* What is expected
Nothing but the lines from the one containing "Place a pin on every instance of the grassy" to the end of the data should be returned, each exactly as written.

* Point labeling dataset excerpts
* Start *

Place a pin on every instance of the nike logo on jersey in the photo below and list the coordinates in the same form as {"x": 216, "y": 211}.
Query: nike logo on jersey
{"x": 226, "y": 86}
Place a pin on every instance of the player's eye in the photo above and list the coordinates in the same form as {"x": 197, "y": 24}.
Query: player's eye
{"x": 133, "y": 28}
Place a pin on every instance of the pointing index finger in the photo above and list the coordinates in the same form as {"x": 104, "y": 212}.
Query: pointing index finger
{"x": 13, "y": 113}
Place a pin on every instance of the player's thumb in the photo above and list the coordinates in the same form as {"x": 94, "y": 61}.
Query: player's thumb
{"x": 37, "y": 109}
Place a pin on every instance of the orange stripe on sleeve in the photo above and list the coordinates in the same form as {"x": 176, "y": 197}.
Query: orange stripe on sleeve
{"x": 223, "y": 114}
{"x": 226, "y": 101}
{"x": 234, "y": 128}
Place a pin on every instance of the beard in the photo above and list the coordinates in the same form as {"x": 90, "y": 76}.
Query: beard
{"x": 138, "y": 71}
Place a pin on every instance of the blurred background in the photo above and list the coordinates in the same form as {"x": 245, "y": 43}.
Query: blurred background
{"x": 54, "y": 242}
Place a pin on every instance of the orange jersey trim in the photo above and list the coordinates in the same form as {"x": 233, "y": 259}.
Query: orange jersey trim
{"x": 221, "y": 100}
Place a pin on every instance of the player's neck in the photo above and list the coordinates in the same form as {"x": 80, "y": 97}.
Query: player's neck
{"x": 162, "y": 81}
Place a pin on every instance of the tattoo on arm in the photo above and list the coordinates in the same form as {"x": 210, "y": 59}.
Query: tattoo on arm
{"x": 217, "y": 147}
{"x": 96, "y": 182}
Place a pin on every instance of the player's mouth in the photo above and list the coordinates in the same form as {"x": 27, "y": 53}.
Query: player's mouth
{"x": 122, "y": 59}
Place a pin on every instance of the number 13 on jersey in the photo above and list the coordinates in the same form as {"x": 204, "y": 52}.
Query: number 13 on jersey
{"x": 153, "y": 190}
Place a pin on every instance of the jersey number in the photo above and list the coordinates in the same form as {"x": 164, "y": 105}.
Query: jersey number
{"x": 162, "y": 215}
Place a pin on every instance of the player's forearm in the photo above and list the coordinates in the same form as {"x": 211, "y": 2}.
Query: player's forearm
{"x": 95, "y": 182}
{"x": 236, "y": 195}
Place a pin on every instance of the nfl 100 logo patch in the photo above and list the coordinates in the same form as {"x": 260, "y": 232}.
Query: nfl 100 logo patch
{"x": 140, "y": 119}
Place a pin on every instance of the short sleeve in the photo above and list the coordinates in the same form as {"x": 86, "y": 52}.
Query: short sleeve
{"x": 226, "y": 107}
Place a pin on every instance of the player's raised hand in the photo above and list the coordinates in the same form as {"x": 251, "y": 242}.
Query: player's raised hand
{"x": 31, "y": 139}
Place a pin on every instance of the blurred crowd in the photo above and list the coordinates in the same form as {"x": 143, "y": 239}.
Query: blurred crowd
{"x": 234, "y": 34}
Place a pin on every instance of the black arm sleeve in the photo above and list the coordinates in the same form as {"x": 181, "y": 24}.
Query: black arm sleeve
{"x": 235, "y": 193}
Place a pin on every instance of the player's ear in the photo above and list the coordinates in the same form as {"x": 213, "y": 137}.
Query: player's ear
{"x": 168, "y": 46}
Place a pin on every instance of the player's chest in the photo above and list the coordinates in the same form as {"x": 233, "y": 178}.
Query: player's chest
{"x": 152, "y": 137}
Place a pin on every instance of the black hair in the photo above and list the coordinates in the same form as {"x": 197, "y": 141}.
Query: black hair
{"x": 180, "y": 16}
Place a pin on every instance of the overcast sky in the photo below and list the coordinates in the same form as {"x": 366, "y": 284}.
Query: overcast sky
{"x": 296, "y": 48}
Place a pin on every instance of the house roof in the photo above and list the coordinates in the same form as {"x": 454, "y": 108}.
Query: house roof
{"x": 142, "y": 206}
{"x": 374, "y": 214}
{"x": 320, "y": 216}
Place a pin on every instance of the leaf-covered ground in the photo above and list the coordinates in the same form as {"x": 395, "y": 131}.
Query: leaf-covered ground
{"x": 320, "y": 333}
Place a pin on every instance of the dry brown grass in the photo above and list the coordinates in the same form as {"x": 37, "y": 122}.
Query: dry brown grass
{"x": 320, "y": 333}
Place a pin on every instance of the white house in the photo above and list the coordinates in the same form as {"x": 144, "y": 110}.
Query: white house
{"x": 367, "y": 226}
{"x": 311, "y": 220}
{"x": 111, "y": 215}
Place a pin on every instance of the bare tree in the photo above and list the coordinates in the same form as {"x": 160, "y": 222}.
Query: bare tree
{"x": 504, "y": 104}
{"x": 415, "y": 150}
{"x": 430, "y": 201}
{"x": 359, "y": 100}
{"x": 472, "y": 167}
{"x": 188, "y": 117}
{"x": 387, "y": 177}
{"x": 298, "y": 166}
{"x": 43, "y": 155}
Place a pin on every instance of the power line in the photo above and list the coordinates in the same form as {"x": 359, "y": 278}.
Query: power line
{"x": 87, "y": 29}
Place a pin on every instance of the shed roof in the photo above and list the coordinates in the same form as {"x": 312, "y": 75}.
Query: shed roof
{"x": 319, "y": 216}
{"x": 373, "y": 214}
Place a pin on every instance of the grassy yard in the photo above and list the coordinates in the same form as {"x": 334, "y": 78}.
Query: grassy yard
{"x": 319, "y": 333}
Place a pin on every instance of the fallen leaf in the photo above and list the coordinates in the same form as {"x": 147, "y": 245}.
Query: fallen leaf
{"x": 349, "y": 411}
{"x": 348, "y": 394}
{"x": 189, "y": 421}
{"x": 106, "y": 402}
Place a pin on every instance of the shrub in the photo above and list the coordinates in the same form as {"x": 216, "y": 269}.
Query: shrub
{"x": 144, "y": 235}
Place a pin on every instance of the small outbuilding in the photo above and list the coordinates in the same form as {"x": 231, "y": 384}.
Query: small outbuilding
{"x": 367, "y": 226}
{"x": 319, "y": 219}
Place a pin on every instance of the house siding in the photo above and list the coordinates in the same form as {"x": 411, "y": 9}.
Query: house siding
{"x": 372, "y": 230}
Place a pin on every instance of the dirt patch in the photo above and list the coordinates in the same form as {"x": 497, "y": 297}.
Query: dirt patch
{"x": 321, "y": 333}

* End *

* In response
Place a pin on every instance of the grassy yard in the photo above and list the coordinates in the same form as {"x": 334, "y": 78}.
Query: grassy yard
{"x": 319, "y": 333}
Place a pin on every instance of the fallen leaf in the photo above and list the coordinates in the same form as {"x": 147, "y": 245}.
Query: fallen leaf
{"x": 349, "y": 411}
{"x": 348, "y": 394}
{"x": 189, "y": 421}
{"x": 106, "y": 402}
Place a pin on every instance of the shrub in the photo above and list the coordinates in the same form as {"x": 216, "y": 269}.
Query: shrub
{"x": 144, "y": 235}
Place a pin on every instance of the small outbuilding in the photo above and list the coordinates in the same form as {"x": 231, "y": 384}.
Query: small outbuilding
{"x": 367, "y": 226}
{"x": 319, "y": 219}
Place a pin on every instance of the house siding in the photo above and list the coordinates in the same form as {"x": 411, "y": 9}.
Query: house siding
{"x": 372, "y": 230}
Place a pin on every instance of the dirt patch in the photo above and list the coordinates in the same form as {"x": 497, "y": 297}.
Query: dirt patch
{"x": 321, "y": 333}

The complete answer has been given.